*Problem description*
Repeat the material below word for word, starting at its very first line and ending at the line that contains "166), (1069, 515)]", with both of those lines included.

= = = = = = =

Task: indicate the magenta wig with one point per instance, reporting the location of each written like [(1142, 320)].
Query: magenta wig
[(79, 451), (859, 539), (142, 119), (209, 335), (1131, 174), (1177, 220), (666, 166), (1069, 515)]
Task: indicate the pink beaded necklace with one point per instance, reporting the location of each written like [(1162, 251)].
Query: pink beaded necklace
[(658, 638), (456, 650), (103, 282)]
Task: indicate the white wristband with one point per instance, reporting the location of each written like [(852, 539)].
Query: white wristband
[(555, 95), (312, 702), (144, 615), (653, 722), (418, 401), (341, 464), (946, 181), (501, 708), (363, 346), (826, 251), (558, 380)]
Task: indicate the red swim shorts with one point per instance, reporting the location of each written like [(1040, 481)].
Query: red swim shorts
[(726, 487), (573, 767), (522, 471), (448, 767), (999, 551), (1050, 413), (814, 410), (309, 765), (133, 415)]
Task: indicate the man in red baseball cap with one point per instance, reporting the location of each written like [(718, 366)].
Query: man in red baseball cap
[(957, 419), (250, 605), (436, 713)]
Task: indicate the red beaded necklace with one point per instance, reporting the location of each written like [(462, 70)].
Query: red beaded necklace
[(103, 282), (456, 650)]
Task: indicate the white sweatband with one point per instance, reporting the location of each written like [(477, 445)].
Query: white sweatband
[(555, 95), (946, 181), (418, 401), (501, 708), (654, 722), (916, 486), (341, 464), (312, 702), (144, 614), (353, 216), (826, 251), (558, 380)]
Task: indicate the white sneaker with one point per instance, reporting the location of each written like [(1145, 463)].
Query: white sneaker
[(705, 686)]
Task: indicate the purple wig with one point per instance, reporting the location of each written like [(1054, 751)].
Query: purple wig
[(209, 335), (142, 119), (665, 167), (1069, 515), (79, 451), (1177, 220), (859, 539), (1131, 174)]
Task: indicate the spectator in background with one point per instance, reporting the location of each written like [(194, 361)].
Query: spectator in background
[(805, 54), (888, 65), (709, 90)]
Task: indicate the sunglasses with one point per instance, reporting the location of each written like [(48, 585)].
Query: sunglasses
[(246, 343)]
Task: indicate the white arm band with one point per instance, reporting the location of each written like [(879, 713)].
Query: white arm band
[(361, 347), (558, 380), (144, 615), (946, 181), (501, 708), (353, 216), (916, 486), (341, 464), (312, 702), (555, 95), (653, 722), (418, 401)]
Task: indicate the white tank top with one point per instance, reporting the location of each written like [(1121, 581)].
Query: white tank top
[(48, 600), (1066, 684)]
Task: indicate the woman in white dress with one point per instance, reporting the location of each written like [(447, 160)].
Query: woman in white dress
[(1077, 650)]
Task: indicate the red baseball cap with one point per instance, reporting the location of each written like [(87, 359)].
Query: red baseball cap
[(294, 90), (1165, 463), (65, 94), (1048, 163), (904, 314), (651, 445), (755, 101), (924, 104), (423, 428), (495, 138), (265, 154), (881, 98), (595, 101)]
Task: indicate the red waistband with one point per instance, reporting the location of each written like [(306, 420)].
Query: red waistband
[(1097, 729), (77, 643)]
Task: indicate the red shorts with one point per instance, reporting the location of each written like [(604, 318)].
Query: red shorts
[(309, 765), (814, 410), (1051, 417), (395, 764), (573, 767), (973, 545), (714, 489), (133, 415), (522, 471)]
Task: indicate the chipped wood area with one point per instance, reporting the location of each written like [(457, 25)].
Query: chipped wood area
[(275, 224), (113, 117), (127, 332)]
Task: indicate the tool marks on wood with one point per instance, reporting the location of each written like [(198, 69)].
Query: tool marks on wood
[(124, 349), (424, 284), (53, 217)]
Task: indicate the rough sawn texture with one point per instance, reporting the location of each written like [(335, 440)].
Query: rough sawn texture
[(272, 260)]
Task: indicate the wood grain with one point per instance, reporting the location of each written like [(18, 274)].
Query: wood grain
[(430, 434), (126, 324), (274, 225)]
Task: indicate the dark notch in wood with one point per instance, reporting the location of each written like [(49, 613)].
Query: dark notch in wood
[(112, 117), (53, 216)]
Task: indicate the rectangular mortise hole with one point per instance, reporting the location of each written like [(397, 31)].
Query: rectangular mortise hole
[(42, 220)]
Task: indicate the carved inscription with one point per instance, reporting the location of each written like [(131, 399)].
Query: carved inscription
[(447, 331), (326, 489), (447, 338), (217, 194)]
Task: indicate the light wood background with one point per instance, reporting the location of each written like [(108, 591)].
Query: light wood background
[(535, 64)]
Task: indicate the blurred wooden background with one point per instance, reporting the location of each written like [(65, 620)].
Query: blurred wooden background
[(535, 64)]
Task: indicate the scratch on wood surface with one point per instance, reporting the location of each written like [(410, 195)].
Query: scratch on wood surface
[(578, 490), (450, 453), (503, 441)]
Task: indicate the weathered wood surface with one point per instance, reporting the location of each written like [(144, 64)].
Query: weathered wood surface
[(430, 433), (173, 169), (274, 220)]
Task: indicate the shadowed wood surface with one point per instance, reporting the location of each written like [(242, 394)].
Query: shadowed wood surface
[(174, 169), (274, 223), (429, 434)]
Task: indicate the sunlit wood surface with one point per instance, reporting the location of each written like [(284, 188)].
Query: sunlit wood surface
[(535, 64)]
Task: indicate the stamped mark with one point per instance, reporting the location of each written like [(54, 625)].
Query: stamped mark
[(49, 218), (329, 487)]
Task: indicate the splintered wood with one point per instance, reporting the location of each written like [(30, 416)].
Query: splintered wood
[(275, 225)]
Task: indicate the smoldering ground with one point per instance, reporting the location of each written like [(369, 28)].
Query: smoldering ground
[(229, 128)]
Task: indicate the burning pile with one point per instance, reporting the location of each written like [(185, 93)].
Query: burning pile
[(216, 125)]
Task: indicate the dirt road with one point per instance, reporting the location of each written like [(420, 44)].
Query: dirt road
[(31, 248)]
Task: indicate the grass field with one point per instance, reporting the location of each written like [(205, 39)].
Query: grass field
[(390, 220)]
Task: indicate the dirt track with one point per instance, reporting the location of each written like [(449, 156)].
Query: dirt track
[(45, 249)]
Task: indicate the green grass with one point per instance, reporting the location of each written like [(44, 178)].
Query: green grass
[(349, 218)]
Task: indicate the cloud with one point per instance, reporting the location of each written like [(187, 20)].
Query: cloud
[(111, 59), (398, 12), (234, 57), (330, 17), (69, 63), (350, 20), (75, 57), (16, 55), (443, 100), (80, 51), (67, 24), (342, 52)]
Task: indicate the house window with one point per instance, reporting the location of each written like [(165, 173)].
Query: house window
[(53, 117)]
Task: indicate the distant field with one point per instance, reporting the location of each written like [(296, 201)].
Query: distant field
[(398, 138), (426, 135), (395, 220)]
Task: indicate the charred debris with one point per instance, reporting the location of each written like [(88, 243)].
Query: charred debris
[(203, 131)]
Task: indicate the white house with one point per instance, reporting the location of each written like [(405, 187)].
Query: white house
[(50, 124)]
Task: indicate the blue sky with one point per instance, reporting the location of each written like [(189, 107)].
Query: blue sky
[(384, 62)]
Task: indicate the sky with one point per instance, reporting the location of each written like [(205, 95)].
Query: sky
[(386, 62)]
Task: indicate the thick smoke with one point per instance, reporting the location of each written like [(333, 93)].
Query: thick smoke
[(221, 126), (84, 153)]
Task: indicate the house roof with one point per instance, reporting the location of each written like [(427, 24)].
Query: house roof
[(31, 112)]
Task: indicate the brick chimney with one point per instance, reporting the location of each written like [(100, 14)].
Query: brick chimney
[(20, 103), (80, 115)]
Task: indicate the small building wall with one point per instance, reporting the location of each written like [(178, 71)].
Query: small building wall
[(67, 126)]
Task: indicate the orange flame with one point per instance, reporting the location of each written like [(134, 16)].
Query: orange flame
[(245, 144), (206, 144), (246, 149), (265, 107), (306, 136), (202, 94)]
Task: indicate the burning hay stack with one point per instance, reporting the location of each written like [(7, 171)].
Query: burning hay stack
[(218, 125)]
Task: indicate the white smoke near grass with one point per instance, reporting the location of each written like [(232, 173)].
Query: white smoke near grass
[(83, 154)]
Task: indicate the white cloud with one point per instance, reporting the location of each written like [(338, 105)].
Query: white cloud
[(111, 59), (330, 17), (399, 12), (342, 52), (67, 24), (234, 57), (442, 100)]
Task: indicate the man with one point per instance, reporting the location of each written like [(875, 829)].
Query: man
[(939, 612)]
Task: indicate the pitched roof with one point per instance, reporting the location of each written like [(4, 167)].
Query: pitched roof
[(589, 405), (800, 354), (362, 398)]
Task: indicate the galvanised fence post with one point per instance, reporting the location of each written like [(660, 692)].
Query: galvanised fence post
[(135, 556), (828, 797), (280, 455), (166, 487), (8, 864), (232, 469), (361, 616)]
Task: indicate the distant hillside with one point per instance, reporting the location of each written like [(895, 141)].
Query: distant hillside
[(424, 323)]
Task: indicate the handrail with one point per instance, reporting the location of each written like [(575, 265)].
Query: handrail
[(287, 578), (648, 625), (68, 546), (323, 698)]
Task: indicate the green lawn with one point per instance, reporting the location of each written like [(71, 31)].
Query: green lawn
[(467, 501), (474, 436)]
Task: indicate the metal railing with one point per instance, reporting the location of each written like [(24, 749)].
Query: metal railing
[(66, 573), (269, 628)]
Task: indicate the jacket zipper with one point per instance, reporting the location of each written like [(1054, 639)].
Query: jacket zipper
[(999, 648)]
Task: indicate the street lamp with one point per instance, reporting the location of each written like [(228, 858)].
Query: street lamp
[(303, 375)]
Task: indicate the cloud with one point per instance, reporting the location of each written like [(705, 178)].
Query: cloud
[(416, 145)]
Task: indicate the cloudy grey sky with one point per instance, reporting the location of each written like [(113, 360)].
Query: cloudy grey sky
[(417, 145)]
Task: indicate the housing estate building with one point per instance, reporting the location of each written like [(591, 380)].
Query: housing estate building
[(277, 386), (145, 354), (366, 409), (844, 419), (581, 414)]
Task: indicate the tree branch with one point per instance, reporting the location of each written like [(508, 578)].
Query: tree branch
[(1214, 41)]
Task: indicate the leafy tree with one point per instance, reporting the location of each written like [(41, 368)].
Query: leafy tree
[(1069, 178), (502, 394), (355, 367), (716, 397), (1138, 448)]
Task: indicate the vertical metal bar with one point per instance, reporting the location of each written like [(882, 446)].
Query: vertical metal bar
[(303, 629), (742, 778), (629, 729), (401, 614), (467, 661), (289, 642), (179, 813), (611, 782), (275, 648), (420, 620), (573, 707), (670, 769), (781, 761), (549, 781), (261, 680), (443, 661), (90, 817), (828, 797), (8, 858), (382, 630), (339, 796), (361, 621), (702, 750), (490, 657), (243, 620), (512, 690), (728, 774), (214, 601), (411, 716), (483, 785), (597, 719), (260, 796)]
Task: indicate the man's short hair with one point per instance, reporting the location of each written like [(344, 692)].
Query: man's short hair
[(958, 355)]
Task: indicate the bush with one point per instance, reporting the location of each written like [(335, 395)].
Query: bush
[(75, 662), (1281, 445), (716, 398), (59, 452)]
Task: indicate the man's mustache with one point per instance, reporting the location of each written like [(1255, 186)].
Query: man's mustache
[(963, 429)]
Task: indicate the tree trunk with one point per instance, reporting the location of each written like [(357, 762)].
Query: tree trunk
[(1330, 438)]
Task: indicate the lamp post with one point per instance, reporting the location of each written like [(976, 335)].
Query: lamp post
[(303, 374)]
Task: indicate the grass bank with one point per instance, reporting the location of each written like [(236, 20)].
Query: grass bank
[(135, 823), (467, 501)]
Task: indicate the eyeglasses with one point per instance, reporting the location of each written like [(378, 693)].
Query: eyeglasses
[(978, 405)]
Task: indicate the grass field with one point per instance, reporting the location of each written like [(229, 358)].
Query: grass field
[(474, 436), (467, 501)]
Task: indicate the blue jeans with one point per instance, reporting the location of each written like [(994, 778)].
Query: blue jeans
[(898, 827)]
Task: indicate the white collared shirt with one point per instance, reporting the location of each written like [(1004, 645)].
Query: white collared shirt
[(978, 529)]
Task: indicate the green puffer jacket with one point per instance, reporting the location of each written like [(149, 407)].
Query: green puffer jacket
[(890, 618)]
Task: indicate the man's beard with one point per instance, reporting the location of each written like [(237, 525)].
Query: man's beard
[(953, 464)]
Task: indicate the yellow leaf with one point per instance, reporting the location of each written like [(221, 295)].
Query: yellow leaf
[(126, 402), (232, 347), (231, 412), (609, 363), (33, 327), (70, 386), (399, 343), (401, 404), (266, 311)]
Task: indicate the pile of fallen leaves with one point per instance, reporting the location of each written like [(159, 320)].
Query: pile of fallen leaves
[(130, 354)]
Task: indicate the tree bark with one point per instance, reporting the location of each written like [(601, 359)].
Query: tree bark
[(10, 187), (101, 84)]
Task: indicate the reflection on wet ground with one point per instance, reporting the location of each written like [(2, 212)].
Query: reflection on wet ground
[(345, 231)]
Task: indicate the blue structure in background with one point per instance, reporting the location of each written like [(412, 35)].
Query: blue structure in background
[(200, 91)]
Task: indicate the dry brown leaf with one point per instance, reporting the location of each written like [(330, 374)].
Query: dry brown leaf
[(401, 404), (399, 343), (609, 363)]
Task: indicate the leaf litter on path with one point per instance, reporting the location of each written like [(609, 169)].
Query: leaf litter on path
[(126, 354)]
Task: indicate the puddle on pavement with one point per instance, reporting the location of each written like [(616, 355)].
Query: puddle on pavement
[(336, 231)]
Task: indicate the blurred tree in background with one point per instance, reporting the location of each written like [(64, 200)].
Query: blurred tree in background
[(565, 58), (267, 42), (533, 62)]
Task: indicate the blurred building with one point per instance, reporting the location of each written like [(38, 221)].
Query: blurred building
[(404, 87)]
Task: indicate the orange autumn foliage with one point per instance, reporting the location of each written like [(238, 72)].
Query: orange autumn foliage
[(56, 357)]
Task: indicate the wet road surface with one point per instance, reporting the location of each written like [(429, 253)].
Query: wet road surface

= = = = = = =

*Answer to this exercise*
Task: indicate the magenta wig with one point per instance, reporting the location of each written like [(1142, 320)].
Query: magenta wig
[(79, 451), (859, 539), (142, 119), (209, 335), (1131, 174), (1177, 220), (666, 166), (1069, 515)]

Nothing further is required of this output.